### TASK MATERIAL

(begin)

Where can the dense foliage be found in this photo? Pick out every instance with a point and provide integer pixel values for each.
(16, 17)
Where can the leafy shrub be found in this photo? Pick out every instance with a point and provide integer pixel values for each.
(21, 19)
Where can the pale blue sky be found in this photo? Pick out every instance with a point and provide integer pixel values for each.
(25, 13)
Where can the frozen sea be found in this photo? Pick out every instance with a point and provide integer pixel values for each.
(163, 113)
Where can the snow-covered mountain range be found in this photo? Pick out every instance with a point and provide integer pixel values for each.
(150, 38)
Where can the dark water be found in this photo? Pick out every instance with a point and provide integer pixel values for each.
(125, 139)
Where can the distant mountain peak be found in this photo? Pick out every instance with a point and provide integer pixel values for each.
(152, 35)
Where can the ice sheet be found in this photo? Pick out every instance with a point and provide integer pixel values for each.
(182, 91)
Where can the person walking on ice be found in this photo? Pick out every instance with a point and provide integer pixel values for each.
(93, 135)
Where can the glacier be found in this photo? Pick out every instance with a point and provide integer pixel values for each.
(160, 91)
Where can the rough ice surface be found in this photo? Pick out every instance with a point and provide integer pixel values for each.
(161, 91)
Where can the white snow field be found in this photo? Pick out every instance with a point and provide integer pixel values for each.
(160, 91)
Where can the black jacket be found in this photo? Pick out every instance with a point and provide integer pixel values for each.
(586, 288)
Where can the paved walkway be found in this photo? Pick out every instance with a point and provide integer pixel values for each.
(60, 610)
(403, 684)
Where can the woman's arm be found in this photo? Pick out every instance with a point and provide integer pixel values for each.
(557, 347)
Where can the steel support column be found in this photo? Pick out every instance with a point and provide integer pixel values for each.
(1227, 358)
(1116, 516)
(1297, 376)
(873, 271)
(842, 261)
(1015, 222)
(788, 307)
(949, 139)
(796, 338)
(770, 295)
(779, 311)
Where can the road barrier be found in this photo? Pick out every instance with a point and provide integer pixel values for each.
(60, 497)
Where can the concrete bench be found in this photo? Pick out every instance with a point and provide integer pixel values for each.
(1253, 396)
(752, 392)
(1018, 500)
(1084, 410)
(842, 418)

(end)

### EXERCISE PROMPT
Reproduce, word for word, only the lines from the one that contains "Where can the steel" through the final line.

### WRITTEN REPLY
Where can the steel support column be found in this photo? Pick out every instance with a point and provide integer pixel values for each.
(1227, 358)
(1116, 516)
(1297, 376)
(873, 271)
(842, 261)
(1015, 222)
(788, 307)
(949, 139)
(796, 338)
(770, 295)
(779, 311)
Where can the road barrier be found in this photo? Pick out every instance with a point and provide integer pixel values for each.
(60, 497)
Where can the concrete bench be found in this photo? Pick out every instance with a point and provide integer pixel values for each.
(1253, 396)
(752, 392)
(1018, 500)
(1084, 410)
(842, 418)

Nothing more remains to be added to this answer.